■ OBJECTIVE
Write out, without any change, the lines of the items below, starting at the line containing "Spot the sidewalk" and ending at the line containing "[[783, 412]]", with both of those lines included.

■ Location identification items
================================
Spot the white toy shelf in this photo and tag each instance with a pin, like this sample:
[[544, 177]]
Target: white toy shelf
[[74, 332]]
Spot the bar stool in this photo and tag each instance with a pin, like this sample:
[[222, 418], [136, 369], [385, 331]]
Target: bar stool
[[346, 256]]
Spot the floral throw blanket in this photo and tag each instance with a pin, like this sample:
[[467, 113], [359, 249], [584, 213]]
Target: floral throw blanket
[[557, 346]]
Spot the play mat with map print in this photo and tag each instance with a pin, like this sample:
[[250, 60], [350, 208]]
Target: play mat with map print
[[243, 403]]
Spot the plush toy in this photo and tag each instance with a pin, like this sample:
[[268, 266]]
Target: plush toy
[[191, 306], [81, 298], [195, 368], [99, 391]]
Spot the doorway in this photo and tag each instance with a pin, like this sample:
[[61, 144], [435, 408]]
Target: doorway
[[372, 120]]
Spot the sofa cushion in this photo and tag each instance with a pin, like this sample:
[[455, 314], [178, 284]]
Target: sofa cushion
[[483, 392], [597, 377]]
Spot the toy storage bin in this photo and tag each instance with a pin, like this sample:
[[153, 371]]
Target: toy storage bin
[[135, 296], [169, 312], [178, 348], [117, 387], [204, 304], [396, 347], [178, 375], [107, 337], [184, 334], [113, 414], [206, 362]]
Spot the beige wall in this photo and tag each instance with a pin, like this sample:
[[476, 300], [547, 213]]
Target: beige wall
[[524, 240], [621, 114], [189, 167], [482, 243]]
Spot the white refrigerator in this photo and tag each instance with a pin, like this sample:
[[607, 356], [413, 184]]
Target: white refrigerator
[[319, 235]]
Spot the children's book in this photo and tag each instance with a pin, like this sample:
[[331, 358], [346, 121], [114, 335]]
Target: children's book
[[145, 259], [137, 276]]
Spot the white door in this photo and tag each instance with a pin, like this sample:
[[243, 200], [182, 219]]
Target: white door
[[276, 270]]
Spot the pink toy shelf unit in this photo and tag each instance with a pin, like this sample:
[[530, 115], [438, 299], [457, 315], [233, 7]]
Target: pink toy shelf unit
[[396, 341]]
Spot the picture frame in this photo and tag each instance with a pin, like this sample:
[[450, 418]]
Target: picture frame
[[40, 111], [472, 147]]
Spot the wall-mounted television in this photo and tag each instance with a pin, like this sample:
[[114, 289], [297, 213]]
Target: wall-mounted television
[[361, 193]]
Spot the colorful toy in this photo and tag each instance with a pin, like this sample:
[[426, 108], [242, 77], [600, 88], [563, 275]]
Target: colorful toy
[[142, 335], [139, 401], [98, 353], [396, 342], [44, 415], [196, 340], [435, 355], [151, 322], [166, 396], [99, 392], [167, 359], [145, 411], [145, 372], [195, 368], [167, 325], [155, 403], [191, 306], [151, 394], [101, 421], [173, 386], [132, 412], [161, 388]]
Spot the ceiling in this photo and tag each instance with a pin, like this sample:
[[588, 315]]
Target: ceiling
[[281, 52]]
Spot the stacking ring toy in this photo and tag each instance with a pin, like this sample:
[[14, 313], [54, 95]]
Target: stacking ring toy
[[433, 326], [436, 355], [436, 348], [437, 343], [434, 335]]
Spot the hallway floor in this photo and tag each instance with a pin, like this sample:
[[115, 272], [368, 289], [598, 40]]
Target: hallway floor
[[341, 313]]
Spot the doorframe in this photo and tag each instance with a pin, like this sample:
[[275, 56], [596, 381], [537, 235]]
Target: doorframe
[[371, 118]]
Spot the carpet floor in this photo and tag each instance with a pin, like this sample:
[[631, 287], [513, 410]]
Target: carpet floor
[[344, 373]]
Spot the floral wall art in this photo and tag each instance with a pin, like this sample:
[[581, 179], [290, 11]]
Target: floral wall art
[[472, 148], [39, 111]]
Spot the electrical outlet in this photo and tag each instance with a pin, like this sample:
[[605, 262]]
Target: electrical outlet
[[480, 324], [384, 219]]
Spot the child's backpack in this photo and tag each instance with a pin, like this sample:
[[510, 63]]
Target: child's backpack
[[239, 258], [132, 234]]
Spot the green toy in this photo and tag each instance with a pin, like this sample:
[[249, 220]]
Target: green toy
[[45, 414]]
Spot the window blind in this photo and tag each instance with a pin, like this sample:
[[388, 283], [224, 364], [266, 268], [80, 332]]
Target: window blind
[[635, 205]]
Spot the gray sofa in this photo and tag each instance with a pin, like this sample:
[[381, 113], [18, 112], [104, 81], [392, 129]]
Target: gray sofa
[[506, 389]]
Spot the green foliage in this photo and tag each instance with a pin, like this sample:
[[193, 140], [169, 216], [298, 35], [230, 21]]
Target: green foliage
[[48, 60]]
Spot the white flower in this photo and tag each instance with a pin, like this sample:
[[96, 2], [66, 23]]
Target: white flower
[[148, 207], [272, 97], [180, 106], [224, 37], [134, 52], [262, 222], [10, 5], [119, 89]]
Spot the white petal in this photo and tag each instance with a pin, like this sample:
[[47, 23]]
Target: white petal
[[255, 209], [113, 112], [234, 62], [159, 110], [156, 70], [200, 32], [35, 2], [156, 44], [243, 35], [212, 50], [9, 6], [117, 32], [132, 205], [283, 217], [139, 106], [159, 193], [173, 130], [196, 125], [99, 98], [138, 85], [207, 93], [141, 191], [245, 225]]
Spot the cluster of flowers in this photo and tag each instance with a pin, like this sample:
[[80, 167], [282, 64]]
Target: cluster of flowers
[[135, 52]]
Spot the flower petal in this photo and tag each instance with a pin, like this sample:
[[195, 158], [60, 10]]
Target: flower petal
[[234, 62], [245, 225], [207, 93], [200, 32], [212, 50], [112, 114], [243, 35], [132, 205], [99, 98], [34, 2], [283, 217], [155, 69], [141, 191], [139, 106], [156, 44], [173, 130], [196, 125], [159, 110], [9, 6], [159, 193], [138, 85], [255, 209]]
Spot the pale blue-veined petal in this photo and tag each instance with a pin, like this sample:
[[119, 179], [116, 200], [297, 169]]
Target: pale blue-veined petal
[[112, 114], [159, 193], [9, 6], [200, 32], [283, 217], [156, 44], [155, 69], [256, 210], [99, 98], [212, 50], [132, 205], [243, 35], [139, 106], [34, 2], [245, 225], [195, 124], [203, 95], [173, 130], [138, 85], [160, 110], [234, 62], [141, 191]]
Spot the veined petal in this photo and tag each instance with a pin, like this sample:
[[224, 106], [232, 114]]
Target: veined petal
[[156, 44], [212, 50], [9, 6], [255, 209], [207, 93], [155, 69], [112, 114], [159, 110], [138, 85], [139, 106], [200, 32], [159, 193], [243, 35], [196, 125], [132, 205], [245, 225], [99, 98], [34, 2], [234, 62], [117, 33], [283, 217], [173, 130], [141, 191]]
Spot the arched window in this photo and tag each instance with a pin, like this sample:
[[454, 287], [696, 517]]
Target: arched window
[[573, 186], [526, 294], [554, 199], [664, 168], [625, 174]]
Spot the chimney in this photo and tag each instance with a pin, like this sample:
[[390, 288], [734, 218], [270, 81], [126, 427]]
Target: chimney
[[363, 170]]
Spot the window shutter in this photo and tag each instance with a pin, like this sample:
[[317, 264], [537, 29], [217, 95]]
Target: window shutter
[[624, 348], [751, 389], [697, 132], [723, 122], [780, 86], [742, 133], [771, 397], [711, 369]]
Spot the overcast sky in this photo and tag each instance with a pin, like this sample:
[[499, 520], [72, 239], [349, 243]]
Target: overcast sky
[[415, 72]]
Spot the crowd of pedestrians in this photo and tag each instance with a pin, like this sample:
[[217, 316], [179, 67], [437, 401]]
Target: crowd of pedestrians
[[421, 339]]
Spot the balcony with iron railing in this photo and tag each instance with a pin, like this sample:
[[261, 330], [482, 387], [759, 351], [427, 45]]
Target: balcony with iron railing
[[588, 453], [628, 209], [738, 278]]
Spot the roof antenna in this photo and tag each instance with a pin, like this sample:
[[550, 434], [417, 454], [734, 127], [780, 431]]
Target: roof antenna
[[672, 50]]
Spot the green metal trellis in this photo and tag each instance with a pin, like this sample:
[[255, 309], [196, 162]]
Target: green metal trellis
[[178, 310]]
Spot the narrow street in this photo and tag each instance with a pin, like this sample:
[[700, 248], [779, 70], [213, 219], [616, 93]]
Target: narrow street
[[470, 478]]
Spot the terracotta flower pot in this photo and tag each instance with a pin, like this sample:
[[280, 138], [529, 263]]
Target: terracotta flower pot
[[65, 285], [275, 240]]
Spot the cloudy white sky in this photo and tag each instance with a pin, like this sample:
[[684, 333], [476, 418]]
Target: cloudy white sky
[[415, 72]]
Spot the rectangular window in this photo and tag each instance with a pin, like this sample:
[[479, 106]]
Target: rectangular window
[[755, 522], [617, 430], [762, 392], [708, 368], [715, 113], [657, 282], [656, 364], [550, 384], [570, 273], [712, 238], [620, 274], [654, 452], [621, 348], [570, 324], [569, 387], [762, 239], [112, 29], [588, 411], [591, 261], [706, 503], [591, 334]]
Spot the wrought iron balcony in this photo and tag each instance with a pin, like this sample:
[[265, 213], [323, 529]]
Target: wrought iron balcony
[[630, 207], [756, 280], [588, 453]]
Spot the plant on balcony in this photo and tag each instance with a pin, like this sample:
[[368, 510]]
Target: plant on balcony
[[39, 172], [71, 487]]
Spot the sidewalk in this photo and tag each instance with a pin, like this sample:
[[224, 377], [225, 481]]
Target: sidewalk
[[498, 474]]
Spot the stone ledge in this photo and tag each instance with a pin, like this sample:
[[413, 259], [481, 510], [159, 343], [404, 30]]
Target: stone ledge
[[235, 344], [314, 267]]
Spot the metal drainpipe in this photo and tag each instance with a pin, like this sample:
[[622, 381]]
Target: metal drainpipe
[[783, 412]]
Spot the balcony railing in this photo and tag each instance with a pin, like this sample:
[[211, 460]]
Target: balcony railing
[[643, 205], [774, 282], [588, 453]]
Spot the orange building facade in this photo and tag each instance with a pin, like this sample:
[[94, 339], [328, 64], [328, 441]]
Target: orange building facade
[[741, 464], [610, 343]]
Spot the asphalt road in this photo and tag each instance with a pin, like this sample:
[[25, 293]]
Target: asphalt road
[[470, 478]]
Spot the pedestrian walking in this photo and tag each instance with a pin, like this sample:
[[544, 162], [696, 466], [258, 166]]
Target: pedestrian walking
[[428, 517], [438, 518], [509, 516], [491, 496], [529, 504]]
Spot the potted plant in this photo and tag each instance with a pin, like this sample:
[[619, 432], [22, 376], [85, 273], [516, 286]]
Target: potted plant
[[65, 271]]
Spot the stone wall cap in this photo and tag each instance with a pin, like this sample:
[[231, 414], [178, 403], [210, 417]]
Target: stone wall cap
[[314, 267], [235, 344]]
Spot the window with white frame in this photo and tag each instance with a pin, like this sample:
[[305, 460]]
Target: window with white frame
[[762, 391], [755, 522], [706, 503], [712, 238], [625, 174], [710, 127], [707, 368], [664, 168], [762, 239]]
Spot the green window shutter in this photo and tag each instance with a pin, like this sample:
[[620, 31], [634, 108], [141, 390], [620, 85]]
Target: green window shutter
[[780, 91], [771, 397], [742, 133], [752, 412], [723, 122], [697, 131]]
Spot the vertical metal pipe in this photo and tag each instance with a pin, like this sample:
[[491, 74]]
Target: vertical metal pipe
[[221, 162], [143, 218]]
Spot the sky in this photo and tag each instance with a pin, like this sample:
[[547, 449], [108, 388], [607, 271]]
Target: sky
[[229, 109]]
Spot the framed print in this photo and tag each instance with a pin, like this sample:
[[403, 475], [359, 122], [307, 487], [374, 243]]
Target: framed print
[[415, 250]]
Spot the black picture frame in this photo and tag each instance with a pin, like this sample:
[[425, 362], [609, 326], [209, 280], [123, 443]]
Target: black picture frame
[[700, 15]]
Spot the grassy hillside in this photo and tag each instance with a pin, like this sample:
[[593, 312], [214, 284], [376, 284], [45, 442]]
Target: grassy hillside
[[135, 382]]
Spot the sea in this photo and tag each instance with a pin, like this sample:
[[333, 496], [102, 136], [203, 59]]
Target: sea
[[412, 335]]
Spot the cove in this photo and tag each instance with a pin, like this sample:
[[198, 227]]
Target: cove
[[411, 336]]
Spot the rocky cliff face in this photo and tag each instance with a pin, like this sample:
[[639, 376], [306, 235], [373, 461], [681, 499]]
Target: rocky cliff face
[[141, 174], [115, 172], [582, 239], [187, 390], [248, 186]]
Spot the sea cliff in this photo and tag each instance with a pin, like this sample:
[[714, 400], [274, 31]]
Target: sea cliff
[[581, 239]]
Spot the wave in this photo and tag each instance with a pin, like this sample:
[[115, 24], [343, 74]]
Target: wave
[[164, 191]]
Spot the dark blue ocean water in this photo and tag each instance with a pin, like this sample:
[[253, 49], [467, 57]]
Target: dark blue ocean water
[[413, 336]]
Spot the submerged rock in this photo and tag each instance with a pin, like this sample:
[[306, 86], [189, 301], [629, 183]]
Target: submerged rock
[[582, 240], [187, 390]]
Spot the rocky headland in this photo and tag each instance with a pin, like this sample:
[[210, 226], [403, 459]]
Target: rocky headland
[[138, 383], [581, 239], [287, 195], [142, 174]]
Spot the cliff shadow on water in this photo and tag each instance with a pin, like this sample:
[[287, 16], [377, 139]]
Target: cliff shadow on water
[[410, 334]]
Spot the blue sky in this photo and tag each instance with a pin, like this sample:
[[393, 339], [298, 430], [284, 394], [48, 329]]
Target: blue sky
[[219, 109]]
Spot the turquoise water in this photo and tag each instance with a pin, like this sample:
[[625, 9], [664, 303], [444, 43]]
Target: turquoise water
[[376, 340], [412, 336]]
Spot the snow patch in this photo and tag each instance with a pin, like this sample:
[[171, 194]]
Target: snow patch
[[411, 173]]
================================
■ RIGHT ANSWER
Spot the sidewalk in this photo and tag each instance with a pin, like this sample:
[[224, 377], [225, 481]]
Target: sidewalk
[[498, 474]]
Spot the stone ledge in this photo and tag each instance with a pin, like this sample:
[[413, 259], [481, 510], [159, 343], [404, 30]]
Target: stone ledge
[[235, 344], [314, 267]]
Spot the metal drainpipe in this photo and tag each instance with a pin, like this sample:
[[622, 381]]
Target: metal drainpipe
[[783, 412]]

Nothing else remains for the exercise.